§ **WORK REQUIRED**: Count the lines in the material below that contain the string "shirt", and reply with the number alone.

_ _ _ _ _

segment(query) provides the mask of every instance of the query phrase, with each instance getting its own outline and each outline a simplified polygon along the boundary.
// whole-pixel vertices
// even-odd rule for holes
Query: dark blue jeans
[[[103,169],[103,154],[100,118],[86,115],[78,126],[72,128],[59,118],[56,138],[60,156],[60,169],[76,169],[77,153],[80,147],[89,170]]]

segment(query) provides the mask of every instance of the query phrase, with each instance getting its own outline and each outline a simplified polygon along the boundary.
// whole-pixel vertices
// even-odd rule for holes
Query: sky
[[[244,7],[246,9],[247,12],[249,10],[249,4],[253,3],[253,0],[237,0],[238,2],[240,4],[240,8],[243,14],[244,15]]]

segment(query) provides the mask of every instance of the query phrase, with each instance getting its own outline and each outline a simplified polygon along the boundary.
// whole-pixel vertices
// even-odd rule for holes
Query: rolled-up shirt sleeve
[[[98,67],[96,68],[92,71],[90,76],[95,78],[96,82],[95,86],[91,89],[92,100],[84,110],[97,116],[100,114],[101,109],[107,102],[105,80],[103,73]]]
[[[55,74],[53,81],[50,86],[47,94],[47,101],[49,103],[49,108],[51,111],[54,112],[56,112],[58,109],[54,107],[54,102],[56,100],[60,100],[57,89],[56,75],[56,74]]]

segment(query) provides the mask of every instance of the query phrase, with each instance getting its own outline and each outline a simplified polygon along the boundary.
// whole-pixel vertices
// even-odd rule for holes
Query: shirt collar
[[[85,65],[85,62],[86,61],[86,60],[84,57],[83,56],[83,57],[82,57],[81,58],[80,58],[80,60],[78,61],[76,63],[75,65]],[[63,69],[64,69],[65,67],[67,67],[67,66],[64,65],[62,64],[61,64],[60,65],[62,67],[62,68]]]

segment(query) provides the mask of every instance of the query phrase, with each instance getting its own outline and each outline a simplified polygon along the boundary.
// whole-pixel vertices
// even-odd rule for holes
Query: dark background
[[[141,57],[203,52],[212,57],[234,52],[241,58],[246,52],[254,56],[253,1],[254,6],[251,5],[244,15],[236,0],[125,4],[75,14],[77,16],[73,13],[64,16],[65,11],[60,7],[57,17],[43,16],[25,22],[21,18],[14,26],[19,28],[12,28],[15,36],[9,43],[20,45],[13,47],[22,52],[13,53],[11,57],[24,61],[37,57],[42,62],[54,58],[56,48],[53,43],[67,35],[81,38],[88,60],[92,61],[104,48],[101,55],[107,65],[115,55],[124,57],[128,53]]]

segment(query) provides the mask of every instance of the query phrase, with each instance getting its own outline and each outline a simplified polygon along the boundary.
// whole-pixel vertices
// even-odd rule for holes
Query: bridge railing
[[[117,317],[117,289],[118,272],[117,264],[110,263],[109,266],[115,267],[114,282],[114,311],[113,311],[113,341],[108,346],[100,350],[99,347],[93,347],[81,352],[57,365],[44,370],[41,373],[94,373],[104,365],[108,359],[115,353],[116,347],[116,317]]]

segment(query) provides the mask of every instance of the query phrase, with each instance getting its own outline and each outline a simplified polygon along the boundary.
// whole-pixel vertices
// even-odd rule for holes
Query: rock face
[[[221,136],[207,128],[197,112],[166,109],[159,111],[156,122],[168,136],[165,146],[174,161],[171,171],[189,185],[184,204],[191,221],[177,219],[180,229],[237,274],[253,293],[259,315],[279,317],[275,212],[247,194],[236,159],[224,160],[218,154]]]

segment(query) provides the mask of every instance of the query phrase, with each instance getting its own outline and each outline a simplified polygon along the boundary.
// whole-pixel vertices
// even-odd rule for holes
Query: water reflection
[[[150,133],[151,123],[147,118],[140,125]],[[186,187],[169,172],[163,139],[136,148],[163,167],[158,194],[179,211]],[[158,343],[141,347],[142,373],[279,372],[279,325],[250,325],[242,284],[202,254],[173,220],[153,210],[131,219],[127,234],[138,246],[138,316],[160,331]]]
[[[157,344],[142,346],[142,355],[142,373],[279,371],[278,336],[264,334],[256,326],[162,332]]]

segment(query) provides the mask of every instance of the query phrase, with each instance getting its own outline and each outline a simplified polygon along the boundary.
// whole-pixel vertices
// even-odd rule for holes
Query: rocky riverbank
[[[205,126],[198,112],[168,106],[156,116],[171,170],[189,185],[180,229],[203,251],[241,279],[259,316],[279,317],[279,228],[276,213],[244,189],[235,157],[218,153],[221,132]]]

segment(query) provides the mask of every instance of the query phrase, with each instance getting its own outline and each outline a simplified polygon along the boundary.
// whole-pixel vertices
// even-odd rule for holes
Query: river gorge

_ _ _ _ _

§ **FINAL ANSWER**: 2